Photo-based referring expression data

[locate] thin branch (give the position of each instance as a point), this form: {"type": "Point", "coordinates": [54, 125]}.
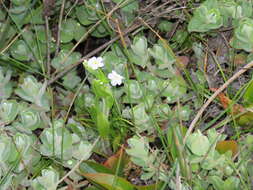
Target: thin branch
{"type": "Point", "coordinates": [59, 28]}
{"type": "Point", "coordinates": [92, 53]}
{"type": "Point", "coordinates": [223, 87]}
{"type": "Point", "coordinates": [85, 155]}
{"type": "Point", "coordinates": [48, 38]}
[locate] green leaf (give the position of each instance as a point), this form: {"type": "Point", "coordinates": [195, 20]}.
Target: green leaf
{"type": "Point", "coordinates": [139, 53]}
{"type": "Point", "coordinates": [30, 119]}
{"type": "Point", "coordinates": [198, 143]}
{"type": "Point", "coordinates": [69, 30]}
{"type": "Point", "coordinates": [108, 181]}
{"type": "Point", "coordinates": [5, 83]}
{"type": "Point", "coordinates": [48, 180]}
{"type": "Point", "coordinates": [8, 110]}
{"type": "Point", "coordinates": [142, 119]}
{"type": "Point", "coordinates": [139, 151]}
{"type": "Point", "coordinates": [57, 62]}
{"type": "Point", "coordinates": [52, 141]}
{"type": "Point", "coordinates": [161, 55]}
{"type": "Point", "coordinates": [88, 15]}
{"type": "Point", "coordinates": [248, 95]}
{"type": "Point", "coordinates": [243, 35]}
{"type": "Point", "coordinates": [20, 51]}
{"type": "Point", "coordinates": [228, 145]}
{"type": "Point", "coordinates": [133, 90]}
{"type": "Point", "coordinates": [34, 92]}
{"type": "Point", "coordinates": [103, 124]}
{"type": "Point", "coordinates": [174, 89]}
{"type": "Point", "coordinates": [216, 182]}
{"type": "Point", "coordinates": [93, 167]}
{"type": "Point", "coordinates": [206, 17]}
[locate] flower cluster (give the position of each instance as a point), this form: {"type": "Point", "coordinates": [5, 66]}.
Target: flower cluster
{"type": "Point", "coordinates": [97, 62]}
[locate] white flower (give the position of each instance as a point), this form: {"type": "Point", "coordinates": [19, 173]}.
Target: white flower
{"type": "Point", "coordinates": [95, 62]}
{"type": "Point", "coordinates": [115, 78]}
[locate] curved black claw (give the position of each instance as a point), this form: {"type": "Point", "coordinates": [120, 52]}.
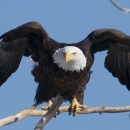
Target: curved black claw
{"type": "Point", "coordinates": [70, 110]}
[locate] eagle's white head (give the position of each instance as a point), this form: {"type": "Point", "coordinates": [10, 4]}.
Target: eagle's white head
{"type": "Point", "coordinates": [70, 58]}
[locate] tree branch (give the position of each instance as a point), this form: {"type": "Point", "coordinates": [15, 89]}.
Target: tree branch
{"type": "Point", "coordinates": [119, 7]}
{"type": "Point", "coordinates": [25, 113]}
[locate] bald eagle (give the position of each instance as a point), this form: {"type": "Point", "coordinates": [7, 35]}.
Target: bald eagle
{"type": "Point", "coordinates": [63, 68]}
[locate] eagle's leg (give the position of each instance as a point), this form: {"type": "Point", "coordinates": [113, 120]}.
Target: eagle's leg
{"type": "Point", "coordinates": [48, 105]}
{"type": "Point", "coordinates": [75, 106]}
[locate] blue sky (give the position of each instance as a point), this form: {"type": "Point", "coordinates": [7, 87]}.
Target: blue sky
{"type": "Point", "coordinates": [66, 21]}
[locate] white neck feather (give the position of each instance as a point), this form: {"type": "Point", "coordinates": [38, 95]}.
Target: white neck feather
{"type": "Point", "coordinates": [76, 64]}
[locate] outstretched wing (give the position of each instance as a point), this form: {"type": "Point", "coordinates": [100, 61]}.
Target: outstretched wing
{"type": "Point", "coordinates": [117, 60]}
{"type": "Point", "coordinates": [35, 42]}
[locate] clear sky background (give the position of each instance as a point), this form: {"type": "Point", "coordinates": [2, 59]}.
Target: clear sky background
{"type": "Point", "coordinates": [66, 21]}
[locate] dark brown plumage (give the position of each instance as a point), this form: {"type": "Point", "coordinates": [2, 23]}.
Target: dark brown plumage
{"type": "Point", "coordinates": [32, 39]}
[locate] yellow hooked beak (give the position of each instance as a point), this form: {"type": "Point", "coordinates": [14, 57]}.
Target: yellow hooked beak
{"type": "Point", "coordinates": [68, 57]}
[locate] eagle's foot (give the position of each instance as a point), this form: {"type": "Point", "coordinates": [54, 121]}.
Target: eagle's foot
{"type": "Point", "coordinates": [75, 106]}
{"type": "Point", "coordinates": [45, 108]}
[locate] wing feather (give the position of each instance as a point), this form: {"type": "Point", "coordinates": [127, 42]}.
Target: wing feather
{"type": "Point", "coordinates": [117, 60]}
{"type": "Point", "coordinates": [9, 61]}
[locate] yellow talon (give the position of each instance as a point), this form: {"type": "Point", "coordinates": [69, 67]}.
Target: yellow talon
{"type": "Point", "coordinates": [48, 105]}
{"type": "Point", "coordinates": [75, 106]}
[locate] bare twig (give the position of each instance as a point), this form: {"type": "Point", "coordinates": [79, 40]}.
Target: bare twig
{"type": "Point", "coordinates": [119, 7]}
{"type": "Point", "coordinates": [25, 113]}
{"type": "Point", "coordinates": [51, 112]}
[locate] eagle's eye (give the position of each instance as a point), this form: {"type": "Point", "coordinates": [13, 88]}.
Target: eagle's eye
{"type": "Point", "coordinates": [74, 53]}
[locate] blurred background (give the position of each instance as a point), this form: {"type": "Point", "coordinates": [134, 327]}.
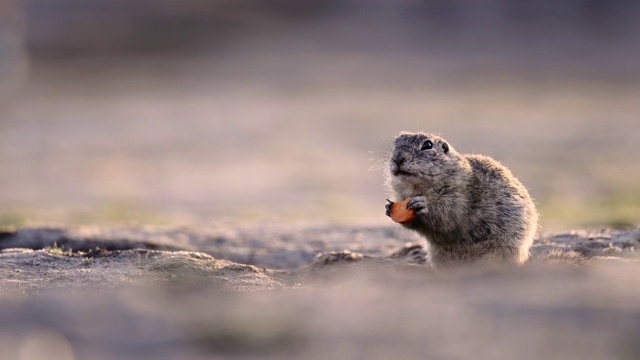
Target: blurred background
{"type": "Point", "coordinates": [169, 112]}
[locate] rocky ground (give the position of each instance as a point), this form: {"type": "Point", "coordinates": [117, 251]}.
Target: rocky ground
{"type": "Point", "coordinates": [308, 292]}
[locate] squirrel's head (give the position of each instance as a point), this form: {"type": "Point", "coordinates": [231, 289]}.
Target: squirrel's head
{"type": "Point", "coordinates": [422, 157]}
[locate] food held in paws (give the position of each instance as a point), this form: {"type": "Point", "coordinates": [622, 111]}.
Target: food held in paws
{"type": "Point", "coordinates": [400, 213]}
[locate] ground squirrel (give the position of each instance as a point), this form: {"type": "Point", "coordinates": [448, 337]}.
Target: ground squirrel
{"type": "Point", "coordinates": [470, 208]}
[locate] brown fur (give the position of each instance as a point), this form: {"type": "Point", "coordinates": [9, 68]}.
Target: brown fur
{"type": "Point", "coordinates": [470, 208]}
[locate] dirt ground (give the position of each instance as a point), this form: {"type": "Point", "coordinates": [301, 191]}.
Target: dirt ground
{"type": "Point", "coordinates": [314, 292]}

■ **INSTRUCTIONS TO FOLLOW**
Copy every line above word for word and exclude the pictures.

■ **YOUR SOLUTION**
[locate] thin branch (give the position of each instance as a point), this form: {"type": "Point", "coordinates": [54, 125]}.
Target: thin branch
{"type": "Point", "coordinates": [59, 28]}
{"type": "Point", "coordinates": [92, 53]}
{"type": "Point", "coordinates": [223, 87]}
{"type": "Point", "coordinates": [85, 155]}
{"type": "Point", "coordinates": [48, 38]}
[locate] green leaf (give the position of each instance as a point), this form: {"type": "Point", "coordinates": [195, 20]}.
Target: green leaf
{"type": "Point", "coordinates": [139, 53]}
{"type": "Point", "coordinates": [30, 119]}
{"type": "Point", "coordinates": [198, 143]}
{"type": "Point", "coordinates": [69, 30]}
{"type": "Point", "coordinates": [108, 181]}
{"type": "Point", "coordinates": [5, 83]}
{"type": "Point", "coordinates": [48, 180]}
{"type": "Point", "coordinates": [8, 110]}
{"type": "Point", "coordinates": [142, 119]}
{"type": "Point", "coordinates": [139, 151]}
{"type": "Point", "coordinates": [57, 62]}
{"type": "Point", "coordinates": [52, 141]}
{"type": "Point", "coordinates": [161, 55]}
{"type": "Point", "coordinates": [88, 15]}
{"type": "Point", "coordinates": [248, 95]}
{"type": "Point", "coordinates": [243, 35]}
{"type": "Point", "coordinates": [20, 51]}
{"type": "Point", "coordinates": [228, 145]}
{"type": "Point", "coordinates": [133, 90]}
{"type": "Point", "coordinates": [34, 92]}
{"type": "Point", "coordinates": [103, 124]}
{"type": "Point", "coordinates": [174, 89]}
{"type": "Point", "coordinates": [216, 182]}
{"type": "Point", "coordinates": [93, 167]}
{"type": "Point", "coordinates": [206, 17]}
[locate] flower cluster (give the position of each instance as a point), this form: {"type": "Point", "coordinates": [5, 66]}.
Target: flower cluster
{"type": "Point", "coordinates": [97, 62]}
[locate] white flower (give the position of each instance as a point), this form: {"type": "Point", "coordinates": [19, 173]}.
Target: white flower
{"type": "Point", "coordinates": [95, 62]}
{"type": "Point", "coordinates": [115, 78]}
[locate] curved black claw (give the position of each instance as a point), this form: {"type": "Point", "coordinates": [120, 52]}.
Target: curved black claw
{"type": "Point", "coordinates": [70, 110]}
[locate] eagle's white head (give the position of each instance as a point), this form: {"type": "Point", "coordinates": [10, 4]}.
Target: eagle's white head
{"type": "Point", "coordinates": [70, 58]}
[locate] tree branch (give the position of each instance as a point), this form: {"type": "Point", "coordinates": [15, 89]}.
Target: tree branch
{"type": "Point", "coordinates": [119, 7]}
{"type": "Point", "coordinates": [25, 113]}
[locate] bald eagle (give the position of each instance as a point), this form: {"type": "Point", "coordinates": [7, 35]}.
Target: bald eagle
{"type": "Point", "coordinates": [63, 68]}
[locate] eagle's leg (give the position of each instance as a point), this form: {"type": "Point", "coordinates": [113, 120]}.
Target: eagle's leg
{"type": "Point", "coordinates": [48, 105]}
{"type": "Point", "coordinates": [75, 106]}
[locate] blue sky (give the position of each instance as a point), this form: {"type": "Point", "coordinates": [7, 87]}.
Target: blue sky
{"type": "Point", "coordinates": [66, 21]}
[locate] white neck feather (give the position of each instance as a point), this form: {"type": "Point", "coordinates": [38, 95]}.
Target: white neck feather
{"type": "Point", "coordinates": [76, 64]}
[locate] outstretched wing (give the position of each instance as a point), this form: {"type": "Point", "coordinates": [100, 61]}.
Target: outstretched wing
{"type": "Point", "coordinates": [117, 60]}
{"type": "Point", "coordinates": [35, 42]}
[locate] clear sky background (give the position of each instance as a point), this form: {"type": "Point", "coordinates": [2, 59]}.
Target: clear sky background
{"type": "Point", "coordinates": [66, 21]}
[locate] dark brown plumage (give the position of each instance as a point), this form: {"type": "Point", "coordinates": [2, 23]}.
Target: dark brown plumage
{"type": "Point", "coordinates": [32, 39]}
[locate] yellow hooked beak (give the position of each instance as a point), this form: {"type": "Point", "coordinates": [14, 57]}.
Target: yellow hooked beak
{"type": "Point", "coordinates": [68, 57]}
[locate] eagle's foot (give the position of each instance as a point), this form: {"type": "Point", "coordinates": [54, 121]}.
Target: eagle's foot
{"type": "Point", "coordinates": [75, 106]}
{"type": "Point", "coordinates": [45, 108]}
[locate] wing feather (give the position of each instance as a point), this form: {"type": "Point", "coordinates": [127, 42]}.
Target: wing feather
{"type": "Point", "coordinates": [117, 60]}
{"type": "Point", "coordinates": [9, 61]}
[locate] yellow talon (give the position of each instance as a point), this form: {"type": "Point", "coordinates": [69, 67]}.
Target: yellow talon
{"type": "Point", "coordinates": [48, 105]}
{"type": "Point", "coordinates": [75, 106]}
[locate] bare twig (give the position of each instance as a point), this form: {"type": "Point", "coordinates": [79, 40]}.
Target: bare twig
{"type": "Point", "coordinates": [119, 7]}
{"type": "Point", "coordinates": [25, 113]}
{"type": "Point", "coordinates": [51, 112]}
[locate] eagle's eye (give the position of each instance as a point), this form: {"type": "Point", "coordinates": [13, 88]}.
Target: eagle's eye
{"type": "Point", "coordinates": [74, 53]}
[locate] blurred background (give the position of each instance as a point), this form: {"type": "Point", "coordinates": [134, 327]}.
Target: blurred background
{"type": "Point", "coordinates": [169, 112]}
[locate] rocky ground (give the position of each instance as a point), this form: {"type": "Point", "coordinates": [117, 251]}.
Target: rocky ground
{"type": "Point", "coordinates": [308, 292]}
[locate] squirrel's head (give the position of each instance as a point), this form: {"type": "Point", "coordinates": [231, 289]}.
Target: squirrel's head
{"type": "Point", "coordinates": [422, 157]}
[locate] food held in paws (give the position of each instance as a point), this form: {"type": "Point", "coordinates": [622, 111]}.
Target: food held in paws
{"type": "Point", "coordinates": [400, 213]}
[locate] ground squirrel (give the position of each instance as a point), this form: {"type": "Point", "coordinates": [448, 337]}.
Target: ground squirrel
{"type": "Point", "coordinates": [470, 208]}
[locate] brown fur (give the position of each instance as a point), this form: {"type": "Point", "coordinates": [9, 68]}.
Target: brown fur
{"type": "Point", "coordinates": [470, 208]}
[locate] dirt ground (give the position of each instance as a point), this form: {"type": "Point", "coordinates": [301, 191]}.
Target: dirt ground
{"type": "Point", "coordinates": [314, 292]}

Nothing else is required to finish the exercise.